**DATA ENTRIES**
+---+
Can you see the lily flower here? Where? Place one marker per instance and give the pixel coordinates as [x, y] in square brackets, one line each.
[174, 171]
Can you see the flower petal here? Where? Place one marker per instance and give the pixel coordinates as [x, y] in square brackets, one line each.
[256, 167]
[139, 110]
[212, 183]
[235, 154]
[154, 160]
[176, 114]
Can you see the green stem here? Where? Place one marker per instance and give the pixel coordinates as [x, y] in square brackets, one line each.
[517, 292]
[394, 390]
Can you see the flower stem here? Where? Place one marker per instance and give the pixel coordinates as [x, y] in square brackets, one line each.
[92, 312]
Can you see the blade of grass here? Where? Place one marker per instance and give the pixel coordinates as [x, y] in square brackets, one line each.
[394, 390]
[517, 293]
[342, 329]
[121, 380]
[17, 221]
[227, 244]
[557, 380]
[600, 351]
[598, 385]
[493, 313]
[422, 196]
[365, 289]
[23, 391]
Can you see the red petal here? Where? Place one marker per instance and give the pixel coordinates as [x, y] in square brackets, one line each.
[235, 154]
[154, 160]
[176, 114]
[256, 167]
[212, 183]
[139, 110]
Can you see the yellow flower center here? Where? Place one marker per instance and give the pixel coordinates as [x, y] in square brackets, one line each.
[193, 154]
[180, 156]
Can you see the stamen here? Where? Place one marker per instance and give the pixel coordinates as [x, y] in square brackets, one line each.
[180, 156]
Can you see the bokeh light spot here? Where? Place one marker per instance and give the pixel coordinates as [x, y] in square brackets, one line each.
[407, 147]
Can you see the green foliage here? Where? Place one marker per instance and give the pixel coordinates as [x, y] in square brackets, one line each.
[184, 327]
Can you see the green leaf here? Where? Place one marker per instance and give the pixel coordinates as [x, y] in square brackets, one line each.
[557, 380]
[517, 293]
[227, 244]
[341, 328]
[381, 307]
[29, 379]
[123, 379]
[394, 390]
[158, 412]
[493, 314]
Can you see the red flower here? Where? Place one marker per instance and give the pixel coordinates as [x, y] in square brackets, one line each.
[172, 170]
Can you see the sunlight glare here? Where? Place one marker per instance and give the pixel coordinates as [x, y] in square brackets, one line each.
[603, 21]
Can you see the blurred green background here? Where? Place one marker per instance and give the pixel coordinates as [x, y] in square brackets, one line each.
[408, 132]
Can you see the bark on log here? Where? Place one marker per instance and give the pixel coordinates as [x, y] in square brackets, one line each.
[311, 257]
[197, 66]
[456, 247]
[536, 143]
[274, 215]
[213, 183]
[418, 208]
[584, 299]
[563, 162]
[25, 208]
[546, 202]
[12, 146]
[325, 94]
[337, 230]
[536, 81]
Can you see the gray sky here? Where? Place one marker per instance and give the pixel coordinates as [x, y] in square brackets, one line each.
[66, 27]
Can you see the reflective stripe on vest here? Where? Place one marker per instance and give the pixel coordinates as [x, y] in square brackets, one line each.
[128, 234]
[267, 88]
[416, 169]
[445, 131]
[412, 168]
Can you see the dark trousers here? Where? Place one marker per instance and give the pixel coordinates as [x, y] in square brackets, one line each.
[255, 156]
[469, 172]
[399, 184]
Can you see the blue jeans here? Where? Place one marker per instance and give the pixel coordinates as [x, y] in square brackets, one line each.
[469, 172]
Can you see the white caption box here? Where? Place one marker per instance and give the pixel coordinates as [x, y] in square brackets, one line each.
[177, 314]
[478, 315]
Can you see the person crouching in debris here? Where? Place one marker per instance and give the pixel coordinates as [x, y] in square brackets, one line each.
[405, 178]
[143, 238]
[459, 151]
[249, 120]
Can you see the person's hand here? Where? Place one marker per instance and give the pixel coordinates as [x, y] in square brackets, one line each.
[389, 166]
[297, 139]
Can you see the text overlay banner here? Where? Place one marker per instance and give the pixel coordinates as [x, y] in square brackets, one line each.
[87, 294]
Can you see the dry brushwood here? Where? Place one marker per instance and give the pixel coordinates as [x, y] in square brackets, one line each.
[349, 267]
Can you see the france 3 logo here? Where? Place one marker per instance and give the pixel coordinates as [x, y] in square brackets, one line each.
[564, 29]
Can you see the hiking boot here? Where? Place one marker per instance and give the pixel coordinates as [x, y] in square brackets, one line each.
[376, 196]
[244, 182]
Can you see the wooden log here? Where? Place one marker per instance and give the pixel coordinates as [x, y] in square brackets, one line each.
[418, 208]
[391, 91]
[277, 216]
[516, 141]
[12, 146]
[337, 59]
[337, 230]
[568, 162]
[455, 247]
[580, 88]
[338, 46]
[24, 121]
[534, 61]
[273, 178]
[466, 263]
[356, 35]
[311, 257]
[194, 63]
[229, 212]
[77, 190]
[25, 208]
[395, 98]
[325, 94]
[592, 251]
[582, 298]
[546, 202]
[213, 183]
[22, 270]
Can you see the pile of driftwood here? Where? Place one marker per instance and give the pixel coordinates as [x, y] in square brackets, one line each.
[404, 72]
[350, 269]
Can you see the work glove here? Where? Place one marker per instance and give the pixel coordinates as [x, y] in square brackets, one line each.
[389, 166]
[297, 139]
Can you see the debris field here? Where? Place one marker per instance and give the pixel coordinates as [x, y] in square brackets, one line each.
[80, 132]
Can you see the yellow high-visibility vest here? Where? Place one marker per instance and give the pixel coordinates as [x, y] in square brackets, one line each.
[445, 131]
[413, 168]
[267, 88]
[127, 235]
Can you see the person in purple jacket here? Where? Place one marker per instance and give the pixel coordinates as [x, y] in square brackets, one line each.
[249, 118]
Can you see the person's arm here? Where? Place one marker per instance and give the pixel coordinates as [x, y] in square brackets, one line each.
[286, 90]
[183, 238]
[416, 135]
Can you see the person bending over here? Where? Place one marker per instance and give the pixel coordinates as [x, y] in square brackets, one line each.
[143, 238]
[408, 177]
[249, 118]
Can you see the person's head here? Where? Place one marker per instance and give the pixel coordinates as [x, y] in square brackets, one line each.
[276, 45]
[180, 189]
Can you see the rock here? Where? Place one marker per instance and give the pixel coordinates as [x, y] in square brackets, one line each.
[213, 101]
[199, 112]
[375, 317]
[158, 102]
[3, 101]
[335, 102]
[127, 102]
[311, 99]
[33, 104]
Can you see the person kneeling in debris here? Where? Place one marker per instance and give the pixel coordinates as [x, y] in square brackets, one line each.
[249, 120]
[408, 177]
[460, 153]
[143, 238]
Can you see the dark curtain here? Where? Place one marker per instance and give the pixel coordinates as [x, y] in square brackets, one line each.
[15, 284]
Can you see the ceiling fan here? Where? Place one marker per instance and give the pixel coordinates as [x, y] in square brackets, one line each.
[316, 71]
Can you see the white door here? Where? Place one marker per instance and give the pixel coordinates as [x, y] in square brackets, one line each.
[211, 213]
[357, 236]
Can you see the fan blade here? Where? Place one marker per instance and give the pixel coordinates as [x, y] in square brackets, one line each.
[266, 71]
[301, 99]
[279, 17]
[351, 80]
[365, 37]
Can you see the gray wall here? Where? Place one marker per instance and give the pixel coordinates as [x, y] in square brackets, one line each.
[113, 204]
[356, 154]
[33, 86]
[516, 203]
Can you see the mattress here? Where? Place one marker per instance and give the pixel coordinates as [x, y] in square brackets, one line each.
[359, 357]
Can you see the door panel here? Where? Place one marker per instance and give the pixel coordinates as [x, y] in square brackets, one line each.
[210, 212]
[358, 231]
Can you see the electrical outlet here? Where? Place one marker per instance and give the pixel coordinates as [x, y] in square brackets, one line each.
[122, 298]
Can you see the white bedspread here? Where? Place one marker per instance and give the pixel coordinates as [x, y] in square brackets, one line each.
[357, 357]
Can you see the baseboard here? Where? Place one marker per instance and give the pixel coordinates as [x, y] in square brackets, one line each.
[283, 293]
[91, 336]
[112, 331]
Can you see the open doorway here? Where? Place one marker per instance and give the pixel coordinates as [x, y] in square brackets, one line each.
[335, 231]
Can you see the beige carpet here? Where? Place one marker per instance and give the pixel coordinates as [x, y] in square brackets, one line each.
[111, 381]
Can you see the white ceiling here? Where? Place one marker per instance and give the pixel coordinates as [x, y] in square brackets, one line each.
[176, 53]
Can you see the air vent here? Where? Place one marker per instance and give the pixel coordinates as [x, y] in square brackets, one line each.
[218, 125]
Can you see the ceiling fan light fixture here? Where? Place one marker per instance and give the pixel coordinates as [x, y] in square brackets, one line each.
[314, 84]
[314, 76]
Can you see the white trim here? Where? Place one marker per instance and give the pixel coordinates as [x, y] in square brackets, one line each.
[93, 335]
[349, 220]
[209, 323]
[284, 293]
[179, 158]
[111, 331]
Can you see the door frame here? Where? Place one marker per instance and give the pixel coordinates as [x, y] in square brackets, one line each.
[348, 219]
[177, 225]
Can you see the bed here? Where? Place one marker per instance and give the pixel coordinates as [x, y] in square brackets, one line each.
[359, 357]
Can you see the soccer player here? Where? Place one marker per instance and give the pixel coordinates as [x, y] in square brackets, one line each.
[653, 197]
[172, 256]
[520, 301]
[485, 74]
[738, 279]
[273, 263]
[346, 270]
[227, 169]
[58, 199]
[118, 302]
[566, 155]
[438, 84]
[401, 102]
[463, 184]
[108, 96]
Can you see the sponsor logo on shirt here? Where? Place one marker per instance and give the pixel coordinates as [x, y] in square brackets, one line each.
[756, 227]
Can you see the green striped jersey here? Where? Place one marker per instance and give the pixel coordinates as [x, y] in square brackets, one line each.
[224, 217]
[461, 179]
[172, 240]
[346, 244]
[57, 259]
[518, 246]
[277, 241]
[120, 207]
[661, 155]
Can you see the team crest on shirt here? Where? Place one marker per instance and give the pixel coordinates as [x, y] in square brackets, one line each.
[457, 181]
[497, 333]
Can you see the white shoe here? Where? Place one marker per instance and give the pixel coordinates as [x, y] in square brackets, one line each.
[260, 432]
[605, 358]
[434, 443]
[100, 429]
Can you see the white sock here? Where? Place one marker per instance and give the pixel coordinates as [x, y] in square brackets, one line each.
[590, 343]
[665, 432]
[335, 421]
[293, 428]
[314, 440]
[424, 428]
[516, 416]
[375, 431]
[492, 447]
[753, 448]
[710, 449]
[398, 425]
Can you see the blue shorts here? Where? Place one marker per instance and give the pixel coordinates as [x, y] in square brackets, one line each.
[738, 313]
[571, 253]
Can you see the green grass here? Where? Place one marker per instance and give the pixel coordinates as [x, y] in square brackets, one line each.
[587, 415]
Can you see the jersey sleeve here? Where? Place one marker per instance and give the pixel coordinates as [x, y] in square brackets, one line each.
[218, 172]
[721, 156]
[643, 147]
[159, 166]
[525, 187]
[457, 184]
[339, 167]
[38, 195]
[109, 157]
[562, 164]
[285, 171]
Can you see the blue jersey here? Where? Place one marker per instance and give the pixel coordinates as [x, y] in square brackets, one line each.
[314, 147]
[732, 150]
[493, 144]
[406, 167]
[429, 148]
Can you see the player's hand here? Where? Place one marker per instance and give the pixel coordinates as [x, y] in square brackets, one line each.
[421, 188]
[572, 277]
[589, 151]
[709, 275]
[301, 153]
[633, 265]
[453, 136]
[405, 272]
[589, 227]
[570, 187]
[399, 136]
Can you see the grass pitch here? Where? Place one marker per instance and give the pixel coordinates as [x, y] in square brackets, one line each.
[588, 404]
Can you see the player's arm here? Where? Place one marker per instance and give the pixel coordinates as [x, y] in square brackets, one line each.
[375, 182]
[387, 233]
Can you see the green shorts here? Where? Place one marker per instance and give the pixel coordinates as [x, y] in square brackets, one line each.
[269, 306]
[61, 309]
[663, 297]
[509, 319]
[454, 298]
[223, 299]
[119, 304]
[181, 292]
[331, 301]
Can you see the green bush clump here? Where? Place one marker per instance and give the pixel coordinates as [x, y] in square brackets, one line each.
+---+
**WRITTEN PROBLEM**
Reproduce only the lines running from the one that contains "Can you see the player's hand" to the last line of the records.

**SOLUTION**
Can you see the player's hand here? Where? Place one marker per instance and give the pixel coordinates as [x, y] in square brackets, one line each.
[421, 188]
[572, 277]
[589, 151]
[709, 275]
[301, 153]
[633, 265]
[453, 136]
[405, 272]
[589, 227]
[570, 187]
[399, 136]
Can you see the grass pitch here? Where? Place one marker per instance and give the pixel coordinates as [x, y] in square brackets, one line each.
[588, 404]
Can you see the player's arm here? Where? Place one marker per instance and give the pixel coordinates as [x, y] in square brackets, one line each.
[375, 182]
[387, 233]
Can you see the green shorts here? Where? Place one marker per instance and give the pixel coordinates as [x, y] in square brackets, one line each.
[269, 306]
[61, 309]
[663, 297]
[509, 319]
[454, 298]
[223, 299]
[119, 304]
[181, 292]
[331, 301]
Can you see the green bush clump here? Where? Place one marker per instance and give the pixel coordinates as [x, y] in square brackets, one line each.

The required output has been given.